Short exercise:
Update the material between the line holding "Okay, I'll take the bet. The sand" and the end of the material, both included, by replacing "supposedly" with "apparently" and leaving everything else unchanged.

Bounding box annotation entries:
++++++

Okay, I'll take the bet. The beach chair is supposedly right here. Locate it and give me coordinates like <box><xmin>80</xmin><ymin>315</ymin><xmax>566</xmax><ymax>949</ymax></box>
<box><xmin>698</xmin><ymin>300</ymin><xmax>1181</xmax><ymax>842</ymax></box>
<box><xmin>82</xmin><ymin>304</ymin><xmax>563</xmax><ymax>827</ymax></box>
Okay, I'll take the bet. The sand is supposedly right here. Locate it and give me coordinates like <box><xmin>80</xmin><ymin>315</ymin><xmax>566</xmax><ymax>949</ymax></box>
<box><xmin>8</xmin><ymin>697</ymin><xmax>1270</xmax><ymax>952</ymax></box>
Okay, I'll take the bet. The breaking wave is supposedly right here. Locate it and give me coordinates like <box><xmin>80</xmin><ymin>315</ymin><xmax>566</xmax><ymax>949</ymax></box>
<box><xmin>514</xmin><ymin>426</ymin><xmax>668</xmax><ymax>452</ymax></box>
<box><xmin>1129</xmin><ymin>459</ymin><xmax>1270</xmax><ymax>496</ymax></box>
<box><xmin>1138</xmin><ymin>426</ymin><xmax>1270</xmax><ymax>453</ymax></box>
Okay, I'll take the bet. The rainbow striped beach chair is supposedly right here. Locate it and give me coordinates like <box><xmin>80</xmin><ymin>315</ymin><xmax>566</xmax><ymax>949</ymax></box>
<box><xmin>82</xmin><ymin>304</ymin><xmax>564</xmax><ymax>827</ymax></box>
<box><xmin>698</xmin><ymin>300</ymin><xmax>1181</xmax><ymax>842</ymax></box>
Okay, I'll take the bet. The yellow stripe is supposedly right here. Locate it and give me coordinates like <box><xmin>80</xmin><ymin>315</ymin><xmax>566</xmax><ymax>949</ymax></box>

++++++

Worked answer:
Okay, I'll take the bet. The sand is apparently right here. Locate it and give me coordinates like <box><xmin>80</xmin><ymin>315</ymin><xmax>566</xmax><ymax>949</ymax></box>
<box><xmin>8</xmin><ymin>697</ymin><xmax>1270</xmax><ymax>952</ymax></box>
Okay, I'll take the bet. The breaking wave is apparently right here. Locate it and give me coordinates like <box><xmin>80</xmin><ymin>315</ymin><xmax>566</xmax><ymax>949</ymax></box>
<box><xmin>514</xmin><ymin>426</ymin><xmax>668</xmax><ymax>452</ymax></box>
<box><xmin>1129</xmin><ymin>459</ymin><xmax>1270</xmax><ymax>496</ymax></box>
<box><xmin>1138</xmin><ymin>426</ymin><xmax>1270</xmax><ymax>453</ymax></box>
Okay, I'll take the bet. The rainbow striped beach chair is apparently right here. Locate it and give me coordinates like <box><xmin>80</xmin><ymin>315</ymin><xmax>566</xmax><ymax>949</ymax></box>
<box><xmin>82</xmin><ymin>304</ymin><xmax>564</xmax><ymax>827</ymax></box>
<box><xmin>698</xmin><ymin>300</ymin><xmax>1181</xmax><ymax>842</ymax></box>
Okay, I'll take the bet. The yellow stripe is apparently right here. Locate it and give me coordinates like <box><xmin>80</xmin><ymin>315</ymin><xmax>566</xmax><ymax>949</ymax></box>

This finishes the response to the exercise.